+++ Text section

Generated index.html contains HTML errors
Closed this issue · 4 comments
The following index.html (generated for JesterJ project, head today) has several errors in the html. One thing I would like to do in my build is automate checking that the links in the report are valid (non 404/400/etc) to detect things like junrar's invalid link to it's own license (junrar/junrar#95). Valid markup would make this easier, particularly xhtml would be best.
index.h_t_m_l.txt
Warning: This document appears to be written in English. Consider adding lang="en" (or variant) to the html start tag.
From line 1, column 1; to line 2, column 6
↩<html>↩<head
For further guidance, consult [Declaring the overall language of a page](https://www.w3.org/International/techniques/authoring-html.en?open=language&open=textprocessing#textprocessing) and [Choosing language tags](https://www.w3.org/International/techniques/authoring-html.en?open=language&open=langvalues#langvalues).
If the HTML checker has misidentified the language of this document, please [file an issue report](https://github.com/validator/validator/issues/new) or [send e-mail to report the problem](mailto:www-validator@w3.org).
Error: The character encoding was not declared. Proceeding using windows-1252.
Error: Start tag seen without seeing a doctype first. Expected <!DOCTYPE html>.
From line 1, column 1; to line 2, column 6
↩<html>↩<head
Error: Start tag head seen but an element of the same type was already open.
From line 7, column 1; to line 7, column 6
</title>↩<head>↩<body
Error: No p element in scope but a p end tag seen.
From line 598, column 9; to line 598, column 12
>↩ </p>↩
Hi @nsoft,
If you're trying to automate HTML parsing you're probably barking at the wrong tree. The plugin has plenty of renderers to pick from, JSON and XML ones will be much easier to parse.
Also, if you're looking only to validate and fix the links consider implementing your own filter instead. This will greatly simplify the whole thing, making the entire parsing step unnecessary.
Sure, but I see no good reason for you to produce broken html?
<head>
<title>
Dependency License Report for ingest
</title>
<head> <----- should be close tag
In my case I was thinking of publishing the html into my uber-jar because it is a reasonably convenient format for a human tryin to understand what's going to be running. As such I'm interested in verifying what ever makes it into the html I intend to publish. I was hoping to throw something ike https://github.com/rackerlabs/gradle-linkchecker-plugin at it... Still learning your tool, and next I'll want to eliminate references to licenses I am not choosing to use (i.e. if it's GPL and MPL, and I'm intending to use under MPL, I want the GPL reference removed) so I'll look if something with filtering helps there. The link you provide seems to be the same as the list of renderers however.
The link you provide seems to be the same as the list of renderers however.
My bad, here're the proper links
https://github.com/jk1/Gradle-License-Report#filters
https://github.com/jk1/Gradle-License-Report#writing-custom-renderers-importers-and-filters
Sure, but I see no good reason for you to produce broken html
Me neither, will fix that

++++++
+++ Listed records

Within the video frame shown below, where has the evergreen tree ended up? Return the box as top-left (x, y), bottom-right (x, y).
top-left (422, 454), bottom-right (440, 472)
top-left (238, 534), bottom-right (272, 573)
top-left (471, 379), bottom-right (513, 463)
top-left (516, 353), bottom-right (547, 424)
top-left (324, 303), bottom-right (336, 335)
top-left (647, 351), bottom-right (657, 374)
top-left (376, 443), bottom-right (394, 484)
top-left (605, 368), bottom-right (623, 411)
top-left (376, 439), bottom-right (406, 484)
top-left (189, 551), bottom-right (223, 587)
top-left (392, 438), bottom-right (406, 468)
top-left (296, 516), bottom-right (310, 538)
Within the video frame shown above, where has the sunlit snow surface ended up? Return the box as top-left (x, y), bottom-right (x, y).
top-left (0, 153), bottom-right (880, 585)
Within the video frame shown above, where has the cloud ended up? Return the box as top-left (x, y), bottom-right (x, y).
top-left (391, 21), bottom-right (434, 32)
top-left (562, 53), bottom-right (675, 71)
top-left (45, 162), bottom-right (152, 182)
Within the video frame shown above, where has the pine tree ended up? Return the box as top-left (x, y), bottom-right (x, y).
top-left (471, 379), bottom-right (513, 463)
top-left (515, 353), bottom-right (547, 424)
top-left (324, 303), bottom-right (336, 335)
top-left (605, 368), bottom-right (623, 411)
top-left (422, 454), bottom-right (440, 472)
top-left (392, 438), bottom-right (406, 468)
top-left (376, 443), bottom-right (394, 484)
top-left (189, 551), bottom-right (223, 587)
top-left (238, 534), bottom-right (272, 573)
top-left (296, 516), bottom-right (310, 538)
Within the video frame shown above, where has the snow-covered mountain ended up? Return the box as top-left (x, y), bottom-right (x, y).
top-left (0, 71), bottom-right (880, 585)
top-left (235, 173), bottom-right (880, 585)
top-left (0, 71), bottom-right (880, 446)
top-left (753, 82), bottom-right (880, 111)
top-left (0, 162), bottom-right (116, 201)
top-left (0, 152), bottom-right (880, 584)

++++++

_Stated exercise A_
In the issue thread about the generated index.html, which two renderer formats does the reply say will be much easier to parse?
_Stated exercise B_
Rewrite the issue thread from "Also, if you're" to "parsing step unnecessary.", replacing "filter" with "renderer".

_Exercise answer A_
JSON and XML

_Exercise answer B_
Also, if you're looking only to validate and fix the links consider implementing your own renderer instead. This will greatly simplify the whole thing, making the entire parsing step unnecessary.